- [Trecho do documento]:
#####
O Império Romano deixou a Europa menos inteligente, sugere estudo
Uso generalizado de chumbo causou uma queda estimada de 2 a 3 pontos no QI durante quase 180 anos

O apogeu do Império Romano, marcado por avanços na mineração e no processamento de metais, pode ter trazido um efeito colateral inesperado: uma redução de 2 a 3 pontos no QI médio da população europeia. Essa é a conclusão de um estudo que analisou os impactos da poluição atmosférica por chumbo no período.
“Nossas descobertas demonstram que as emissões antropogênicas de atividades industriais resultaram em danos generalizados à saúde humana por mais de dois milênios”, disse Joseph McConnell, do Instituto de Pesquisa do Deserto, em Nevada, ao Jornal britânico The Guardian. “É incrível que tenhamos conseguido quantificar a poluição atmosférica na Europa há quase 2.000 anos e avaliar os potenciais impactos à saúde da antiga civilização romana”.
Espalhado por todos os lados
Na Roma Antiga, o chumbo era amplamente utilizado em utensílios domésticos, como panelas e canos de água, além de medicamentos, cosméticos e até brinquedos. Xarope enriquecido com chumbo era usado para adoçar e conservar vinhos, prática que expunha especialmente as elites ao envenenamento. Contudo, a contaminação não se limitava às classes altas: o ar poluído pelas gigantescas minas e operações de fundição, onde o chumbo era subproduto da extração de ouro e prata, afetava a população em geral.
#####
- [Material exibido]:
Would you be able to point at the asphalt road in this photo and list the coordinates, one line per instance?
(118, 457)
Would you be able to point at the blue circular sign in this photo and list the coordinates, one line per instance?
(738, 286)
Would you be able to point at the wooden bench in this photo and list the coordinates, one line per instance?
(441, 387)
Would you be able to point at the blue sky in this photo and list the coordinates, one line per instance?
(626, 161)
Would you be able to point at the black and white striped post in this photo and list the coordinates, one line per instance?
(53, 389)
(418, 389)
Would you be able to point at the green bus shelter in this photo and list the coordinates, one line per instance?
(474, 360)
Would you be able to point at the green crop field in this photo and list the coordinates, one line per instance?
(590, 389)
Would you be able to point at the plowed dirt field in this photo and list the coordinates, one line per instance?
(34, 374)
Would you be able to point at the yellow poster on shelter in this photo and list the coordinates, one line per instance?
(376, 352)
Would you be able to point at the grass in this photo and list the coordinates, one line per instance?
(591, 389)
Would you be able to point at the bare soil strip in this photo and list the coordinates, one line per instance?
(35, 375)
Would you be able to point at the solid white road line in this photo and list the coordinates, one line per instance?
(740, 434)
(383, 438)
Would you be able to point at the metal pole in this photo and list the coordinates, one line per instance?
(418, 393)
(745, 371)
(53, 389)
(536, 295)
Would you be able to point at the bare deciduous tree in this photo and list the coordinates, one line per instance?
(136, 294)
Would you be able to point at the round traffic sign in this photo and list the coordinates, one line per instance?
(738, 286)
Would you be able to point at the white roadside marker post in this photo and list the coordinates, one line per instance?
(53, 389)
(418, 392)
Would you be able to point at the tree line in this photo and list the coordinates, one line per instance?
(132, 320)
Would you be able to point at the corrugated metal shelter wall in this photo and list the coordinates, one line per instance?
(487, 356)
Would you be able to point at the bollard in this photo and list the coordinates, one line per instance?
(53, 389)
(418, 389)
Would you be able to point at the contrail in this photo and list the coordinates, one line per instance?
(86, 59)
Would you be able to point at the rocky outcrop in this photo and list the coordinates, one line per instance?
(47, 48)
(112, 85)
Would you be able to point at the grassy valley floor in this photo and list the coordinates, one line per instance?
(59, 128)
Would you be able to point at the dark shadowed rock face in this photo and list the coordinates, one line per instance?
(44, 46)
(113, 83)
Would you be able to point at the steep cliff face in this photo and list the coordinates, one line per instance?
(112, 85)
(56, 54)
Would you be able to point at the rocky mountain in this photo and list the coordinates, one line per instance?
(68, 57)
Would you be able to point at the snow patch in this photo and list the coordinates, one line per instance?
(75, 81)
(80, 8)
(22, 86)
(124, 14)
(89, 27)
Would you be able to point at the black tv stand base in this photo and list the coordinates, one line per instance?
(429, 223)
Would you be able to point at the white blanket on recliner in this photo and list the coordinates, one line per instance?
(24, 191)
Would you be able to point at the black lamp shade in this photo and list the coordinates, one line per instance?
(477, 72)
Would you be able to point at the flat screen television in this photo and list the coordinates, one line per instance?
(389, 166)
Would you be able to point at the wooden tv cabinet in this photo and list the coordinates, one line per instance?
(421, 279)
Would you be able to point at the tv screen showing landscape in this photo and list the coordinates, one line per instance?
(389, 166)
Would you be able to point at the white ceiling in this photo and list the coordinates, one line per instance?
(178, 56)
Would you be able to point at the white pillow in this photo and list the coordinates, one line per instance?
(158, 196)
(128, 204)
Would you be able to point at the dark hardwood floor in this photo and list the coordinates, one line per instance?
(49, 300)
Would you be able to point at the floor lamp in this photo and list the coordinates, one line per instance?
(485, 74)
#####
- [Tarefa a fazer]:
Transforme em lista o parágrafo do trecho do documento que começa com "Na Roma Antiga, o chumbo", mantendo os fatos principais.

- [Resposta abaixo]:
- Na Roma Antiga, o chumbo era muito usado em utensílios domésticos, como panelas e canos de água, e também em remédios, cosméticos e até brinquedos.
- Um xarope com chumbo servia para adoçar e conservar vinhos, o que expunha principalmente as elites ao envenenamento.
- A contaminação também atingia a população em geral, por causa do ar poluído pelas enormes minas e fundições.
- Nessas operações, o chumbo era um subproduto da extração de ouro e prata.